• _Task details_
The lines from the one containing "the dog's white" through the final line of the data below must be written out exactly, both included, and nothing more.

[Natural language region descriptions]
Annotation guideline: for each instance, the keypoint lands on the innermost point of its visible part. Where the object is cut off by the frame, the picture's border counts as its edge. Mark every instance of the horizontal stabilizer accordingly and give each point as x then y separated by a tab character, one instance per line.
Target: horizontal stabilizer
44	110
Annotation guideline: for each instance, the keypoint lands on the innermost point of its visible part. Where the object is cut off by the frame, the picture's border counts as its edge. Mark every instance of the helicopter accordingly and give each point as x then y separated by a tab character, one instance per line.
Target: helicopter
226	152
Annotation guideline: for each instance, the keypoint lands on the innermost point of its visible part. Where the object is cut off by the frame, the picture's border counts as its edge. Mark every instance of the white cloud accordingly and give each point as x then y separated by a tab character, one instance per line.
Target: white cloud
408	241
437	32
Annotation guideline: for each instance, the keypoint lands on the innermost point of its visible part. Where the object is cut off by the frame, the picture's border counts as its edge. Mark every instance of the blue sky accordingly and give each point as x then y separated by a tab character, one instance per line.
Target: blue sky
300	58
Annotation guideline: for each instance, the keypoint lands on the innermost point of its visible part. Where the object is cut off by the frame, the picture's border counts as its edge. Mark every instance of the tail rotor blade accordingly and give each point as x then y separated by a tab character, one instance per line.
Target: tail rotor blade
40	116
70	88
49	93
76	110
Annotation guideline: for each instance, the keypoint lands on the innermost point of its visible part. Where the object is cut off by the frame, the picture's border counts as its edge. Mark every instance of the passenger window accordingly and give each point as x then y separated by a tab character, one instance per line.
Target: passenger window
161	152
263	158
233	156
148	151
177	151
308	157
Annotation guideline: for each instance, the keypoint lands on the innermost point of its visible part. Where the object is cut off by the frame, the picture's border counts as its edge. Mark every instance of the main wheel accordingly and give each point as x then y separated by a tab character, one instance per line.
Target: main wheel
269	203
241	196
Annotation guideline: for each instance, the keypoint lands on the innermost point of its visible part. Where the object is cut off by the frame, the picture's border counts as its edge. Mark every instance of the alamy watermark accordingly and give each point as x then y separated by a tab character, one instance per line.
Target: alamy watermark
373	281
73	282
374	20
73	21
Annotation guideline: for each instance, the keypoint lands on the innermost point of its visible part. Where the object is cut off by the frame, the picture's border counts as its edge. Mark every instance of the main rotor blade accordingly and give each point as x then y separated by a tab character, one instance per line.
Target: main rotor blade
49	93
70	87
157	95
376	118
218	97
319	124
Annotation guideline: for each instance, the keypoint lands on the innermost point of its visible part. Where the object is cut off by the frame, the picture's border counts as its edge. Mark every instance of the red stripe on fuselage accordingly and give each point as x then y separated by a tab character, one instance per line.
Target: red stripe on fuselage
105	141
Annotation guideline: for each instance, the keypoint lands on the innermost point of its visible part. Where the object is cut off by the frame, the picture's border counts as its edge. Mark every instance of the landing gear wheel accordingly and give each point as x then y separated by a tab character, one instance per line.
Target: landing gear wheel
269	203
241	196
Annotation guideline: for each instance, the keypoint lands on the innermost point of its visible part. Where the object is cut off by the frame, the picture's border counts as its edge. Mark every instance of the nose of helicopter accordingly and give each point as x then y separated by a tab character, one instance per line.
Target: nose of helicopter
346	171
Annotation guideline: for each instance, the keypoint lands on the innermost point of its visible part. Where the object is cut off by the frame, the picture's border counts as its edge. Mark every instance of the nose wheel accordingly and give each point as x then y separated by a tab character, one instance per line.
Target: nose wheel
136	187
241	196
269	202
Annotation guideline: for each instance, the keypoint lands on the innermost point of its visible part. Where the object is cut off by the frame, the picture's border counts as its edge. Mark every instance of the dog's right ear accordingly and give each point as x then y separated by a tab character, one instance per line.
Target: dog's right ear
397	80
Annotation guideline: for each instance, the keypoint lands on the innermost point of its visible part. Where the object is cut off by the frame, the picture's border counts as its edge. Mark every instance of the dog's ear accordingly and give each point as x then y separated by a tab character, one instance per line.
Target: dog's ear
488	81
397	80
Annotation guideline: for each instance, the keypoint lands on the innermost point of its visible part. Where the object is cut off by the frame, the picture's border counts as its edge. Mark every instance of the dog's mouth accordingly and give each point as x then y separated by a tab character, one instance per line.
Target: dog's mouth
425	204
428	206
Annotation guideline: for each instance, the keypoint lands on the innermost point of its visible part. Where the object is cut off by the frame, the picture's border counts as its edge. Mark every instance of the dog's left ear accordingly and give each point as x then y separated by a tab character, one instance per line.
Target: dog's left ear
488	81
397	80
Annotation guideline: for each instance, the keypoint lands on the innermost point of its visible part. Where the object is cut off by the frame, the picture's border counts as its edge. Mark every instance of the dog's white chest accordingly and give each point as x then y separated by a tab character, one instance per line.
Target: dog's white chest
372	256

• _Written answer_
Annotation guideline: for each instance, the keypoint lands on the innermost point of its visible part. Where the object is cut off by the frame, the picture's border counts as its edge. Mark every instance of the dog's white chest accordingly and give each point as x then y separated by a tab character, one instance per line.
Target: dog's white chest
372	256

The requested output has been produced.